Materials provided:

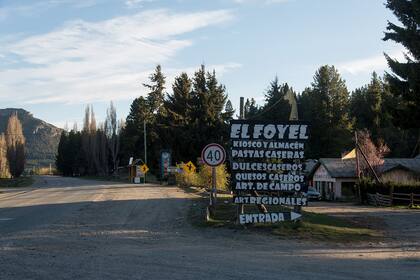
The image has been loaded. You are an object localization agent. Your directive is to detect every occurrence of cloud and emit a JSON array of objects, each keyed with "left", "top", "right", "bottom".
[
  {"left": 0, "top": 0, "right": 98, "bottom": 21},
  {"left": 233, "top": 0, "right": 294, "bottom": 5},
  {"left": 337, "top": 50, "right": 405, "bottom": 75},
  {"left": 125, "top": 0, "right": 154, "bottom": 8},
  {"left": 0, "top": 10, "right": 238, "bottom": 103}
]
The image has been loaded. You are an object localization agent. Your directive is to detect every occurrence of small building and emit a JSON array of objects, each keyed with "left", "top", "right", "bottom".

The task: Give back all of the material above word for word, leaving out the pictures.

Response to the task:
The image has been loaded. You are an object localization agent. Your directive is to detect every occurrence of cloud and emit a JSON array of objects, each keyed with "left", "top", "right", "bottom".
[
  {"left": 0, "top": 0, "right": 98, "bottom": 21},
  {"left": 233, "top": 0, "right": 294, "bottom": 5},
  {"left": 337, "top": 50, "right": 405, "bottom": 75},
  {"left": 125, "top": 0, "right": 154, "bottom": 8},
  {"left": 0, "top": 10, "right": 238, "bottom": 103}
]
The image has been loaded. You are an object localization agent. Your directive is to detect every occurrence of small building and emit a JSON array of objects, each keyed with "left", "top", "right", "bottom".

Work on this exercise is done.